───── PASSAGE GIVEN

The Appointment is a 1969 psychological drama film directed by Sidney Lumet and starring Omar Sharif and Anouk Aimée. Written by James Salter, it is based on the story by Antonio Leonviola.

Plot
After becoming involved with the ex-fiancée of a business acquaintance, lawyer Federico Fendi (Omar Sharif) becomes consumed with suspicion that his new wife Carla (Anouk Aimée) may be moonlighting as a high-class prostitute.  His attempts to entrap her lead to disaster.

Cast

Production
The Appointment has three original scores. Michel Legrand composed the film's first score. That score contained only a single theme, with variations, and was ultimately rejected. A replacement score was composed by John Barry, which was used in the film's theatrical release. Barry's score also contained a single theme with variations, with the exception of select location scenes. The film had a very limited release in the United States, and when the rights were purchased for U.S. television airing by CBS, MGM re-edited the film and commissioned an entirely new score by Stu Phillips. Selections from all three scores were finally released on CD in 2003 by Film Score Monthly.

──────────
───── INFORMATION SUPPLIED

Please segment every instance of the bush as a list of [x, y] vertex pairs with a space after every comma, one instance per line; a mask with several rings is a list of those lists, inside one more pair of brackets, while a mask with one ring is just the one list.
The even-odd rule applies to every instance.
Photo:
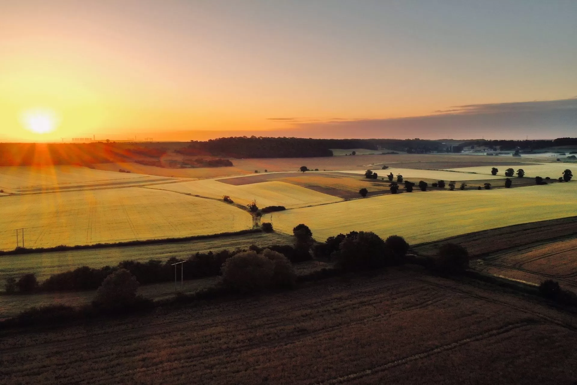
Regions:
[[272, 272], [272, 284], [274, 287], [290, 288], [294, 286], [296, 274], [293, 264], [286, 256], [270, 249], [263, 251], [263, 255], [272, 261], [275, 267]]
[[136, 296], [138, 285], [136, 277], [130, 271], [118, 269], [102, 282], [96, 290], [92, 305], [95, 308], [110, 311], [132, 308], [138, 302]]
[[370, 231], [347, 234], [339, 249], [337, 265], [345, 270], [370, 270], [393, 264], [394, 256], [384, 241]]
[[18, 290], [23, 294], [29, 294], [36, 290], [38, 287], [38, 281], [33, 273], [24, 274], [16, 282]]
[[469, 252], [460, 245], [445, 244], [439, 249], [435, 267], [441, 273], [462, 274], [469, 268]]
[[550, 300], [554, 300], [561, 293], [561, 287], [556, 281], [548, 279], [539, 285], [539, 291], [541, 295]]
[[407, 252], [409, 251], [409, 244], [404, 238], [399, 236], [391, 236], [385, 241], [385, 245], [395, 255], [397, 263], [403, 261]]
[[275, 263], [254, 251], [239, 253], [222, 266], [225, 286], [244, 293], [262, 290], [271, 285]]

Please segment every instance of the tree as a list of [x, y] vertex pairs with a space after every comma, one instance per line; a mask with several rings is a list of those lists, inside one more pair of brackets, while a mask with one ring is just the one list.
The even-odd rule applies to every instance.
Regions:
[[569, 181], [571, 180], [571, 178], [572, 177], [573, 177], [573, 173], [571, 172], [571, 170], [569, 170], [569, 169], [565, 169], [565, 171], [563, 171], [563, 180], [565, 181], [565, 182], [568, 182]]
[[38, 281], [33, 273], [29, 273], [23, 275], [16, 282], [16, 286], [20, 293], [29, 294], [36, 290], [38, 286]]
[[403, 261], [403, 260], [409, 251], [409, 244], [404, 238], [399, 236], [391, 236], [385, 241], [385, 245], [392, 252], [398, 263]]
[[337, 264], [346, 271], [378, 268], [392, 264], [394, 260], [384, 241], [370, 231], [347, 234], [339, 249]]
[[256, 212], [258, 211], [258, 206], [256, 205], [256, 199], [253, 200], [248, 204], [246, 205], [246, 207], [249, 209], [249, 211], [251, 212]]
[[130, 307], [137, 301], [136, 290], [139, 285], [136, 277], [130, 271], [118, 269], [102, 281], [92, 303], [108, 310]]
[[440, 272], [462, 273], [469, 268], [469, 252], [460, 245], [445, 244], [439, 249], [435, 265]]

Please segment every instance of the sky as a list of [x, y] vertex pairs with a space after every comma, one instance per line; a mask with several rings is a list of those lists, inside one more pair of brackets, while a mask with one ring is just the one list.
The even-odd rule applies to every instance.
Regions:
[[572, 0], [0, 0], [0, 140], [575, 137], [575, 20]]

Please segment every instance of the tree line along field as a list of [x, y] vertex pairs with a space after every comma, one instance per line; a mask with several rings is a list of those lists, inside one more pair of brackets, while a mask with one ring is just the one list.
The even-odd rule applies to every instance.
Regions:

──────────

### CHALLENGE
Please name the composer whose score was used in the theatrical release, according to the passage on the 1969 film The Appointment.

### ANSWER TO THE EXERCISE
John Barry